• **What to produce**:
Continue the news report on Hurricane Irene's approach to the East Coast, picking up after its final sentence.

MOREHEAD, N.C. – A ferocious, 200-mile-wide storm barreled north toward the Eastern Seaboard on Friday, as President Barack Obama and other officials warned millions of nervous Americans in the nation’s most densely populated corridor to prepare for a pummeling by Hurricane Irene.
The president cut his vacation in Martha’s Vineyard by a day to return to Washington, airlines announced plans to cancel more than 6,000 flights, stores were emptied of batteries and water, and tourists and residents fled dozens of beach towns and coastal communities that could be savaged by the storm.
New York City officials ordered the first mandatory evacuation in its history, insisting that a quarter-million people leave low-lying neighborhoods before the storm was to hit today. They also announced plan to shut the city’s vast public transportation system – meaning all subways, buses and trains.
Federal and state agencies activated emergency plans to help with what officials predicted would be widespread power outages, evacuations, flooding and storm surges from North Carolina to Maine. The Red Cross opened up emergency shelters along the storm’s projected path.
Nine states declared emergencies and called up National Guard troops to assist in rescues and other emergencies. The Federal Emergency Management Agency moved industrial generators, medicine, bottled water and other supplies to staging bases in North Carolina, New Jersey and Massachusetts.
Hurricane warnings were issued from North Carolina to New York, and watches were posted farther north, on the islands of Nantucket and Martha’s Vineyard off Massachusetts. Evacuation orders covered at least 2.3 million people, including 1 million in New Jersey, 315,000 in Maryland, 300,000 in North Carolina, 200,000 in Virginia and 100,000 in Delaware.

Extracted rows
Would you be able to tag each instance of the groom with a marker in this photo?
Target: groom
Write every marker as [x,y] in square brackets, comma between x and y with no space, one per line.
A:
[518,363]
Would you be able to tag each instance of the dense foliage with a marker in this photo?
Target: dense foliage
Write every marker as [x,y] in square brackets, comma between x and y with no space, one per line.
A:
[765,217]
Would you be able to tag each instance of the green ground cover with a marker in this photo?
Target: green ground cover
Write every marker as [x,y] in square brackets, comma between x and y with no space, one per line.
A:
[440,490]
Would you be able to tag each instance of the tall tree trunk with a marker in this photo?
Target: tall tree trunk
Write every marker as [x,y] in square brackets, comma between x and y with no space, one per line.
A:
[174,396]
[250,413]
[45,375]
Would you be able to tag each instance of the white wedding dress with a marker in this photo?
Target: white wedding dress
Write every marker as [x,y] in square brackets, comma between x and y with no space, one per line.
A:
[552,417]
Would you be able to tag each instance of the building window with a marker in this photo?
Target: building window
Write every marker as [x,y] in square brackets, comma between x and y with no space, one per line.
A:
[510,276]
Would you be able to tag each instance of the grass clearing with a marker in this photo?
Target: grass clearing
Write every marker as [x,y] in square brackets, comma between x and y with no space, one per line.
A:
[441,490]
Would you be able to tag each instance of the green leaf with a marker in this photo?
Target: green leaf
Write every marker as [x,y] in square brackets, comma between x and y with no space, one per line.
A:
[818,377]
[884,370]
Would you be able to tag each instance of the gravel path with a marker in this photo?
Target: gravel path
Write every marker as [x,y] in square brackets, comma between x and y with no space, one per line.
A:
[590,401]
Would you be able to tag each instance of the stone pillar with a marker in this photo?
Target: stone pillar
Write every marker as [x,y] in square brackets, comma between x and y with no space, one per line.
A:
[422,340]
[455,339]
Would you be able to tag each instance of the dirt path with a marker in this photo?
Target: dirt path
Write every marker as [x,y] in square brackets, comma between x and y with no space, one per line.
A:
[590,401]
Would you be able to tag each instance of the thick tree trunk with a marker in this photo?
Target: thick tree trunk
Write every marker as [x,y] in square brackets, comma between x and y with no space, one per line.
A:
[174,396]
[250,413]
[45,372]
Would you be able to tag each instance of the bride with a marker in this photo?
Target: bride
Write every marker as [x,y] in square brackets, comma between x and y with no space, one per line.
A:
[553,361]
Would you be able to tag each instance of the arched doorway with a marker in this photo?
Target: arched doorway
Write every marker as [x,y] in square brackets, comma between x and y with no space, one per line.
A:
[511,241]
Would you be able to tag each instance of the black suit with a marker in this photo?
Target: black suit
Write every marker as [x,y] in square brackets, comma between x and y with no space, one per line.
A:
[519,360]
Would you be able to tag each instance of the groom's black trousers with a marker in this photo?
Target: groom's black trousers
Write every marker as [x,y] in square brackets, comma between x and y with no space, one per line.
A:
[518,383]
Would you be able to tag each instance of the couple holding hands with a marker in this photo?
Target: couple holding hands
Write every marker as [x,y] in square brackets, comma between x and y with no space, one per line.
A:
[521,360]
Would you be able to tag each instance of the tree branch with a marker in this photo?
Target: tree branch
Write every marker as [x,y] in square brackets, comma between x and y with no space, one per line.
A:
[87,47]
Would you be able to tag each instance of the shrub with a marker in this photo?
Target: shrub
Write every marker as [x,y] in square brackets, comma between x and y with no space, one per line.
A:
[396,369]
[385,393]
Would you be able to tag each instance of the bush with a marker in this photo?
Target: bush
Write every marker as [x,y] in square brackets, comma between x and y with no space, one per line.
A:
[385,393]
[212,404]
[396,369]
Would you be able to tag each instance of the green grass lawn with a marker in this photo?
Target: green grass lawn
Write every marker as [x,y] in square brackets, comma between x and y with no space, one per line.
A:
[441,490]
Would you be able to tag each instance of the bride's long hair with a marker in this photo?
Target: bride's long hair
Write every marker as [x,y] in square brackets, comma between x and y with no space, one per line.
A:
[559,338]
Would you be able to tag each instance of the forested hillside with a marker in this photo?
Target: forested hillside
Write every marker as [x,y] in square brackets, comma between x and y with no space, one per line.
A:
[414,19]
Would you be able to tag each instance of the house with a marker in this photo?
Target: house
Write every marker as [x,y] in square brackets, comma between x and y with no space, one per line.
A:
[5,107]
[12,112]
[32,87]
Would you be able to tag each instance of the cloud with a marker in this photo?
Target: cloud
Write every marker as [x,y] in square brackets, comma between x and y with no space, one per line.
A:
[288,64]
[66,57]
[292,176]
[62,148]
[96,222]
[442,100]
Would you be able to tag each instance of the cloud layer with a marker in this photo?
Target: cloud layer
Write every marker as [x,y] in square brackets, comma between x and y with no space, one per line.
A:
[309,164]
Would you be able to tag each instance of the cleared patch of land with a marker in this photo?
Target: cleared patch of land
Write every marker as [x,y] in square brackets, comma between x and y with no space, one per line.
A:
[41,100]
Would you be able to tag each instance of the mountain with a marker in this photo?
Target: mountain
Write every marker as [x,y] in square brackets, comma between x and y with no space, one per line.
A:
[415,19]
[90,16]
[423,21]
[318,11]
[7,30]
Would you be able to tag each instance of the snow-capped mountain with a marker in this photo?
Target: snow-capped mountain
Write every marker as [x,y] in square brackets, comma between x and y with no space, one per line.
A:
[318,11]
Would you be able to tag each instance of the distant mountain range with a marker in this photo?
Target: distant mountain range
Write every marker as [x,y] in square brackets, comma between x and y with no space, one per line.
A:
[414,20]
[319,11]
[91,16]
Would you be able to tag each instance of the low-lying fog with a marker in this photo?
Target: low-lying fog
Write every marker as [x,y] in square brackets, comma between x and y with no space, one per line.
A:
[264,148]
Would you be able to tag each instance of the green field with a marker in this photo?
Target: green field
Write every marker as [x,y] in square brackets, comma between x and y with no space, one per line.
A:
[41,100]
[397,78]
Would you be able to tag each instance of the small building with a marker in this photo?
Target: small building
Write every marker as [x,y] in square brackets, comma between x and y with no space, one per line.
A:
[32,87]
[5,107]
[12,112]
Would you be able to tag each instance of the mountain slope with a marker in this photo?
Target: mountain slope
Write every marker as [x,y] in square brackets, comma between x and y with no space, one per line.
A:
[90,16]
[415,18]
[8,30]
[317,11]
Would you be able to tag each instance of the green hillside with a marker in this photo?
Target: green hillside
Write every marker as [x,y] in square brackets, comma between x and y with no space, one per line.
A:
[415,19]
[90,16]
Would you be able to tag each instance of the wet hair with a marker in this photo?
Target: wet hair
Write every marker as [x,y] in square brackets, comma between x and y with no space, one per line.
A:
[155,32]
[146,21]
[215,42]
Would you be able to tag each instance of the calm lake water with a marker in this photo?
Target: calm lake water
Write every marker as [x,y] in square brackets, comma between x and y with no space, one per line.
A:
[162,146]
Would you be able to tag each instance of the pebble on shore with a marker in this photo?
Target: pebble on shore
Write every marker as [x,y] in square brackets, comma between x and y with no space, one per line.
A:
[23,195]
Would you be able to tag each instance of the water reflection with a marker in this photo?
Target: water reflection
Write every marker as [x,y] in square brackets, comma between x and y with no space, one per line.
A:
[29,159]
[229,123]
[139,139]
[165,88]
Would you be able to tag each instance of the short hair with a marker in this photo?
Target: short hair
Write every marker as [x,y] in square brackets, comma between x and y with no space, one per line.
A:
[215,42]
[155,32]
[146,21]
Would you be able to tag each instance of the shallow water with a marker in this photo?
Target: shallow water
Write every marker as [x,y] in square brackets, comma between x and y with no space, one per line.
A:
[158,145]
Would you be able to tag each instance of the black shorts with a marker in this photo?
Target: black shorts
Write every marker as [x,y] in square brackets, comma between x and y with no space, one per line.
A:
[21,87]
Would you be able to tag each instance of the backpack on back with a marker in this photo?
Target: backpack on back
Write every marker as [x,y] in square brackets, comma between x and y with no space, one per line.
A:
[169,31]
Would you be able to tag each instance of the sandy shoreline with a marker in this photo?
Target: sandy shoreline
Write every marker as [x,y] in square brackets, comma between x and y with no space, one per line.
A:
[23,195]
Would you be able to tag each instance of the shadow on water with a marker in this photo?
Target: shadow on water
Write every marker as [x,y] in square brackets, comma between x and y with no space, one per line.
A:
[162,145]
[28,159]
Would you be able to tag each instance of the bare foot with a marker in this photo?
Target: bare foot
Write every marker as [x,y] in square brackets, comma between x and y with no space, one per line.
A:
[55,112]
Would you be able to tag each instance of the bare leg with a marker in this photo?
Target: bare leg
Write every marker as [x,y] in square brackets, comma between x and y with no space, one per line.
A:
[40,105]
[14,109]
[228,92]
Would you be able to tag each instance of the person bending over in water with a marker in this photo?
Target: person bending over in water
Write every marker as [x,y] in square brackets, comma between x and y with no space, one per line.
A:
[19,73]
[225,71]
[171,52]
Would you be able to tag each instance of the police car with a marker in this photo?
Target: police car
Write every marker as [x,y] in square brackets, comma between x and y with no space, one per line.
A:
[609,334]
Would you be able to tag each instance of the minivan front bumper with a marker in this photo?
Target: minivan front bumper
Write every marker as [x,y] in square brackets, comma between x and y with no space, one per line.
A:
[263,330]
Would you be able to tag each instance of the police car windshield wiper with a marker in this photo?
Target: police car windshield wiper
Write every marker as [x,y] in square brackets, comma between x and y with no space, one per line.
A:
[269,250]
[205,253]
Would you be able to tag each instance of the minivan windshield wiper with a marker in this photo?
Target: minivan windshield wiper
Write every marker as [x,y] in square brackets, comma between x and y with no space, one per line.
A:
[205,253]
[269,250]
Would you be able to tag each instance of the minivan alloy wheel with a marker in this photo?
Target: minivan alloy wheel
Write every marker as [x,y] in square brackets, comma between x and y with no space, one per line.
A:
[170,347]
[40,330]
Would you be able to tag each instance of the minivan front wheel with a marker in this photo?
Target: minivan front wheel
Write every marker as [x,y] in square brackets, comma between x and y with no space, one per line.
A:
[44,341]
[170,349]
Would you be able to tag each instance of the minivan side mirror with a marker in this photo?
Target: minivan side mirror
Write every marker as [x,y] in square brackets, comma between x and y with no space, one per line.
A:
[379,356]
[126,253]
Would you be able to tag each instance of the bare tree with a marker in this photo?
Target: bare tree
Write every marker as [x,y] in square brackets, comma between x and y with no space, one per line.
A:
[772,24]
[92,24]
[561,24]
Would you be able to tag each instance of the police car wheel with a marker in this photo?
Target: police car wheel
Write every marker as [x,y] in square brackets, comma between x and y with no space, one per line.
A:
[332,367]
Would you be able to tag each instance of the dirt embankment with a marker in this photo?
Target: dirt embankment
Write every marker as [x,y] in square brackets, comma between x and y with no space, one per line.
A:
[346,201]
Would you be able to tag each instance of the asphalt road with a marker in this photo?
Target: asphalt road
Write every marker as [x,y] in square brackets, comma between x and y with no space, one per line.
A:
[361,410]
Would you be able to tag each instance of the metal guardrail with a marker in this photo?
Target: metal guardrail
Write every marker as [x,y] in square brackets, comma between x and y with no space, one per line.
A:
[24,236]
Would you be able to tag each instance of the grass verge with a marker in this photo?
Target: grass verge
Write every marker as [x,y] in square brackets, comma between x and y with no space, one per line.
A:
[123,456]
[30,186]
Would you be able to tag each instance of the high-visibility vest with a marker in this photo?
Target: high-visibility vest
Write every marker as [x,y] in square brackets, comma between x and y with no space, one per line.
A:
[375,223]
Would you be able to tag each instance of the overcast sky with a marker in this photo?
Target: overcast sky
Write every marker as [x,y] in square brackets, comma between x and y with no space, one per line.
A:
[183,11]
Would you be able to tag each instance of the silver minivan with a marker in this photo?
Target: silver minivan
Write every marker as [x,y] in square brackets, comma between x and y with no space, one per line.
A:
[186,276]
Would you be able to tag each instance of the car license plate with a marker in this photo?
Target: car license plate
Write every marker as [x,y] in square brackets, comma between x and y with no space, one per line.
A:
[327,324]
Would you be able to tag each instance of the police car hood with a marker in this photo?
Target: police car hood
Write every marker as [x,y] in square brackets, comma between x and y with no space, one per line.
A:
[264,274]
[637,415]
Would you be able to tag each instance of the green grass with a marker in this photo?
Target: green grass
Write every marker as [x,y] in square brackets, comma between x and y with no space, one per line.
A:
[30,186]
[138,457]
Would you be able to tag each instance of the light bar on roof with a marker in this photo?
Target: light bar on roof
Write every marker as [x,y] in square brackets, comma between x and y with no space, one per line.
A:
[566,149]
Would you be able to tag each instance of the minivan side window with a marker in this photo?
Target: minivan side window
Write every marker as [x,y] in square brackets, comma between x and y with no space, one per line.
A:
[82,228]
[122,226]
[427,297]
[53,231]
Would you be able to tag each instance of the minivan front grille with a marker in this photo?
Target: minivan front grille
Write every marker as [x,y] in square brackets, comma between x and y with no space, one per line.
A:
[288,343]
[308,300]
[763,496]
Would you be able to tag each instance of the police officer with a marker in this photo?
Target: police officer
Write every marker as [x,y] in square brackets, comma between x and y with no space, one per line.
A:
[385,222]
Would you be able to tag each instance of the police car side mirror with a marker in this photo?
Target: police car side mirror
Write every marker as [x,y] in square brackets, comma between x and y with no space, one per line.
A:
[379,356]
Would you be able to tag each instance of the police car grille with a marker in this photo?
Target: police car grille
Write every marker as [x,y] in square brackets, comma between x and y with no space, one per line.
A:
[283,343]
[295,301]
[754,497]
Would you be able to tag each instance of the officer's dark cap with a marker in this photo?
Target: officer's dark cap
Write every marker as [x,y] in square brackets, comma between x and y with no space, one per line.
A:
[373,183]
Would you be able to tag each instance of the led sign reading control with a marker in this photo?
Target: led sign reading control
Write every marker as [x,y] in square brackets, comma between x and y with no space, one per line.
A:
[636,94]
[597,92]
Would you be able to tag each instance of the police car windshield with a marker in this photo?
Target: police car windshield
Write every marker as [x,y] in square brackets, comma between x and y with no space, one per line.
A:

• **Answer area**:
“This is probably the largest number of people that have been threatened by a single hurricane in the United States,” said Jay Baker, a geography professor at Florida State University.
With the devastation of Hurricane Katrina still painfully fresh – New Orleans and the Gulf Coast will mark the sixth anniversary next week – the Obama administration seemed determined not to appear to be caught flatfooted.
“I cannot stress this highly enough,” Obama told reporters Friday afternoon at the beachfront compound he rented in Chilmark, Mass. “If you are in the projected path of this hurricane, you have to take precautions now. Don’t wait. Don’t delay. We all hope for the best, but we have to be prepared for the worst.”
Irene raked the Bahamas earlier this week, causing widespread flooding and substantial damage. But it lost force and was a Category 1 on Friday night, packing winds of up to 95 mph.
The storm was expected to strengthen again before roaring into barrier islands off North Carolina this afternoon. Forecasters fear it will then start rampaging north toward Washington, Baltimore, Philadelphia, New York and Boston.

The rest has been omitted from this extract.